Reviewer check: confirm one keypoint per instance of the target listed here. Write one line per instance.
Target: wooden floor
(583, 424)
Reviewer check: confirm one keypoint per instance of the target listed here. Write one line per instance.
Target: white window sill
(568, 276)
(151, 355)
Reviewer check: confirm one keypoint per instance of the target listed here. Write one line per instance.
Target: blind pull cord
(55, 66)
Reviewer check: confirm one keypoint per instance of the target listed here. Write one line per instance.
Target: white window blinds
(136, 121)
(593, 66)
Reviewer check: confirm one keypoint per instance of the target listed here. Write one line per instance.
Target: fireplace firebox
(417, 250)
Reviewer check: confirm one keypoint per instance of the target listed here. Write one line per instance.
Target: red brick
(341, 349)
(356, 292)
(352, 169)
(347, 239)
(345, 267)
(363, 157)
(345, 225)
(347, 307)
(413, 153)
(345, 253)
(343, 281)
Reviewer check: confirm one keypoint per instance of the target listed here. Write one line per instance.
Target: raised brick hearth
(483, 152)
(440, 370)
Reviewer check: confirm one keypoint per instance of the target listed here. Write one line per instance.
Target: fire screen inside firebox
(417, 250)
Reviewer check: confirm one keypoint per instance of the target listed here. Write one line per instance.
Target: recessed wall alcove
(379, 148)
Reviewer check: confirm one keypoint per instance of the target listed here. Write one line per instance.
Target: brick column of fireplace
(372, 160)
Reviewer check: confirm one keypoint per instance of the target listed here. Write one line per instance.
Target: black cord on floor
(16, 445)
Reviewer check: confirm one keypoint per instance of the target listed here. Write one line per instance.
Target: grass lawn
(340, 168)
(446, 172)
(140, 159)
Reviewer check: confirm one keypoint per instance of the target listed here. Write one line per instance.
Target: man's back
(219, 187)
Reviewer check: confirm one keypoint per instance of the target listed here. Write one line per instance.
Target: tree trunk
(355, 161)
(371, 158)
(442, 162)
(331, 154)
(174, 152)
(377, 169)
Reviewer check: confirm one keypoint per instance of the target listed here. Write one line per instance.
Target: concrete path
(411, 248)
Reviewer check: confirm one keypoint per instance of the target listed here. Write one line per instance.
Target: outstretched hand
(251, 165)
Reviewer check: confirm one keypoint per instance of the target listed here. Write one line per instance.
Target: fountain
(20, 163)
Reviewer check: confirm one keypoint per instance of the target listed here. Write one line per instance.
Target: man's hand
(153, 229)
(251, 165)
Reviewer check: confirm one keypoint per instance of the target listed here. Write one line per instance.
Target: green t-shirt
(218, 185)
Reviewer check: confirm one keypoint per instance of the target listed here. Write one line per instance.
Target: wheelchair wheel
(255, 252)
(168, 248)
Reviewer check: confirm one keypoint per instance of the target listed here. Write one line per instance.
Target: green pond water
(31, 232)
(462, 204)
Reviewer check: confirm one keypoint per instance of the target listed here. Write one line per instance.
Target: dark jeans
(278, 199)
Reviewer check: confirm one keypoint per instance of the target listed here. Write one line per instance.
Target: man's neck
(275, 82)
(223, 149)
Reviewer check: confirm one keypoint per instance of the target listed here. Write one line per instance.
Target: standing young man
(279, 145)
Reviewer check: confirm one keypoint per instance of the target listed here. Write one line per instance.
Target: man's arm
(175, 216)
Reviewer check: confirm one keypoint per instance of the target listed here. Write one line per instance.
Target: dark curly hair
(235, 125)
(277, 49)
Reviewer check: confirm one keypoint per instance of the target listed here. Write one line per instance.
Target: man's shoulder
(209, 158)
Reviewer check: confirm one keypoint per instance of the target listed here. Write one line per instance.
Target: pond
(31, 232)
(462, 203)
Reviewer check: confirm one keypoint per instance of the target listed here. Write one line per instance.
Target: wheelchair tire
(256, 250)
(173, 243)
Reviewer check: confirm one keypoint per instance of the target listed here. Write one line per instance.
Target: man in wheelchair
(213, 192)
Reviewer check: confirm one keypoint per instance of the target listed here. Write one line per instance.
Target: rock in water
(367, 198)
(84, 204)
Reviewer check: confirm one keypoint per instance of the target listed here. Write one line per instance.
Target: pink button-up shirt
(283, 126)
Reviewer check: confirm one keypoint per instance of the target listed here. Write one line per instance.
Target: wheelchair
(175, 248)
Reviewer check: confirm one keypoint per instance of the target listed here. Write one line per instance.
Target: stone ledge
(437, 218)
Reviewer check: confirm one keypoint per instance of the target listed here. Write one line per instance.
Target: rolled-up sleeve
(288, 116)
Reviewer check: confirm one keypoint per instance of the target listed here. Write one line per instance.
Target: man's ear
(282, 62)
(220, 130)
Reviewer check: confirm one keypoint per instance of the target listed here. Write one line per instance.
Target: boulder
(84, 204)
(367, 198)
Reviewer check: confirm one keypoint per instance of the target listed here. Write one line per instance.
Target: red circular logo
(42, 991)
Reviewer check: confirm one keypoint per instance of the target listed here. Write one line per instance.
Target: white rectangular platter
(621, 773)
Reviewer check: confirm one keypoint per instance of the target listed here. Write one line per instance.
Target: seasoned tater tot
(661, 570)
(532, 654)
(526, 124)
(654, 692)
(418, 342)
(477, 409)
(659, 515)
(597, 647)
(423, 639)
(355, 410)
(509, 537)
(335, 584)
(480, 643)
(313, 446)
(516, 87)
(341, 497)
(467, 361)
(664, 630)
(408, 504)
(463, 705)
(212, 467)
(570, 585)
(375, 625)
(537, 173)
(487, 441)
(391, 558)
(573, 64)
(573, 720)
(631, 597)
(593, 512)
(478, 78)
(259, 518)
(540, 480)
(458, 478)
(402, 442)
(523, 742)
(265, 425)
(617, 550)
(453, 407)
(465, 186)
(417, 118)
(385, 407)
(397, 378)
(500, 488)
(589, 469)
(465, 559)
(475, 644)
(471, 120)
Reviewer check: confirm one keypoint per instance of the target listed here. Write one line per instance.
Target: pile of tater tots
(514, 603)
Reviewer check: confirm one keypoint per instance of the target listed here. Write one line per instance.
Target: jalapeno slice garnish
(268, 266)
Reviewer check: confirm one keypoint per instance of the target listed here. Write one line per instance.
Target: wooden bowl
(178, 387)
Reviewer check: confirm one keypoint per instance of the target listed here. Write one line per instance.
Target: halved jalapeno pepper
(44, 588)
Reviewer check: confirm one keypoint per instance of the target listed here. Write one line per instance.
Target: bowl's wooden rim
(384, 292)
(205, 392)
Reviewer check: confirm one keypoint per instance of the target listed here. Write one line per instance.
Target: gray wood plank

──────

Exercise instructions: Please return all of the records exactly.

Output for this exercise:
Reviewer check: confirm one keypoint per instance of the target listed here. Write one line per instance.
Target: wooden floor
(583, 424)
Reviewer check: confirm one keypoint per instance of the target listed here. Write one line per instance.
Target: white window sill
(568, 276)
(151, 355)
Reviewer check: confirm one keypoint per instance of the target listed here. Write one line per instance.
Target: blind pull cord
(55, 66)
Reviewer check: confirm one keypoint per instance of the target listed here. Write one line per instance.
Target: white window blinds
(136, 121)
(593, 66)
Reviewer check: confirm one keypoint per instance of the target listed here. Write one line per instance.
Target: fireplace firebox
(417, 250)
Reviewer check: confirm one keypoint per instance of the target listed here. Write one line per instance.
Target: red brick
(341, 349)
(356, 292)
(352, 169)
(347, 239)
(345, 267)
(363, 157)
(345, 225)
(347, 307)
(413, 153)
(345, 253)
(343, 281)
Reviewer check: confirm one keypoint per instance of the target listed here. Write one line per instance.
Target: raised brick hearth
(483, 152)
(440, 370)
Reviewer check: confirm one keypoint per instance of the target listed here. Write one line per instance.
Target: fire screen inside firebox
(417, 250)
Reviewer check: confirm one keypoint per instance of the target listed here. Write one line per instance.
Target: recessed wall alcove
(379, 148)
Reviewer check: confirm one keypoint per instance of the target listed here. Write one line per instance.
Target: brick column of fireplace
(372, 160)
Reviewer check: confirm one keypoint per instance of the target listed here. Write one line per instance.
Target: black cord on floor
(16, 445)
Reviewer check: confirm one keypoint per instance of the target listed here. Write one line per instance.
Target: grass lawn
(340, 168)
(446, 172)
(140, 159)
Reviewer check: confirm one keypoint per instance of the target listed here. Write one line per instance.
Target: man's back
(219, 187)
Reviewer check: confirm one keypoint per instance of the target listed here. Write one line per instance.
Target: tree trunk
(355, 161)
(371, 158)
(442, 162)
(331, 154)
(174, 152)
(377, 169)
Reviewer check: confirm one keypoint per instance of the target listed here. Write one line per instance.
Target: concrete path
(411, 248)
Reviewer check: confirm one keypoint per instance of the target listed here. Write one line per instance.
Target: outstretched hand
(251, 165)
Reviewer check: confirm one keypoint per instance of the target listed here. Write one line per instance.
Target: fountain
(20, 163)
Reviewer check: confirm one keypoint per instance of the target listed here. Write one line per instance.
Target: man's hand
(153, 229)
(251, 165)
Reviewer check: confirm one keypoint per instance of the target listed here. Write one line per instance.
Target: green t-shirt
(218, 185)
Reviewer check: confirm one keypoint per instance of the target listed here. Write one line per instance.
Target: wheelchair wheel
(255, 252)
(168, 248)
Reviewer check: confirm one keypoint per instance of the target listed here. Write one line per instance.
Target: green pond water
(31, 232)
(462, 204)
Reviewer check: confirm one keypoint per instance of the target listed here. Write one line per instance.
Target: dark jeans
(278, 199)
Reviewer check: confirm one keypoint per instance of the target listed here. Write one line per instance.
Target: man's neck
(275, 82)
(223, 149)
Reviewer check: confirm one keypoint per instance of the target listed here. Write one line per instance.
Target: standing young man
(279, 145)
Reviewer check: confirm one keypoint per instance of the target listed here. Write one line per instance.
Target: man's arm
(175, 216)
Reviewer check: confirm one keypoint per instance of the target listed here. Write one line per instance.
Target: dark curly hair
(235, 125)
(277, 49)
Reviewer check: confirm one keypoint per instance of the target listed here. Write one line per instance.
Target: man's shoulder
(209, 158)
Reviewer check: confirm one keypoint per instance of the target listed here. Write one line per instance.
Target: pond
(31, 232)
(462, 203)
Reviewer check: confirm one keypoint per instance of the target listed here. Write one line per instance.
Target: wheelchair tire
(256, 250)
(173, 243)
Reviewer check: confirm one keypoint per instance of the target listed here. Write one line per instance.
Target: man in wheelchair
(213, 192)
Reviewer check: confirm one keypoint per instance of the target listed here. Write one line per instance.
Target: rock in water
(367, 198)
(84, 204)
Reviewer check: confirm one keypoint per instance of the target listed here. Write one line per instance.
Target: pink button-up shirt
(283, 126)
Reviewer check: confirm one keypoint per instance of the target listed here. Write one line per instance.
Target: wheelchair
(175, 248)
Reviewer check: confirm one keypoint per instance of the target listed here. Write one line per instance.
Target: stone ledge
(437, 218)
Reviewer check: confirm one keypoint per instance of the target listed here. Write one line per instance.
Target: rolled-up sleeve
(288, 116)
Reviewer check: confirm one keypoint per instance of the target listed here. Write one line per instance.
Target: man's ear
(282, 62)
(220, 130)
Reviewer check: confirm one keypoint per instance of the target listed here. Write one line per instance.
Target: boulder
(84, 204)
(367, 198)
Reviewer check: confirm one keypoint per instance of the target listed here. Write one line per instance.
Target: red circular logo
(42, 991)
Reviewer check: confirm one keypoint per instance of the target listed here. Write one line per instance.
Target: white rectangular platter
(621, 773)
Reviewer check: confirm one keypoint per instance of the target listed here. Write one line per instance.
Target: seasoned tater tot
(661, 570)
(532, 654)
(526, 124)
(654, 692)
(418, 342)
(477, 409)
(659, 515)
(597, 647)
(423, 639)
(355, 410)
(509, 537)
(335, 584)
(480, 643)
(313, 446)
(516, 87)
(341, 497)
(467, 361)
(664, 630)
(408, 504)
(463, 705)
(212, 467)
(570, 585)
(375, 625)
(537, 173)
(487, 441)
(391, 558)
(573, 64)
(573, 720)
(631, 597)
(593, 512)
(478, 78)
(259, 518)
(540, 480)
(458, 478)
(402, 442)
(523, 742)
(265, 425)
(617, 550)
(453, 407)
(465, 186)
(417, 118)
(385, 407)
(397, 378)
(500, 488)
(589, 469)
(465, 559)
(475, 644)
(471, 120)
Reviewer check: confirm one keypoint per instance of the target listed here. Write one line per instance.
Target: pile of tater tots
(514, 603)
Reviewer check: confirm one keypoint per instance of the target listed here. Write one line per instance.
Target: jalapeno slice garnish
(268, 266)
Reviewer check: confirm one keypoint per instance of the target listed here. Write one line per instance.
Target: wooden bowl
(178, 387)
Reviewer check: confirm one keypoint per instance of the target listed here. Write one line per instance.
Target: halved jalapeno pepper
(44, 588)
Reviewer check: confirm one keypoint per instance of the target listed here. Write one line per instance.
Target: bowl's wooden rim
(384, 292)
(205, 392)
Reviewer check: confirm one keypoint per instance of the target listed here. Write one line per instance.
Target: gray wood plank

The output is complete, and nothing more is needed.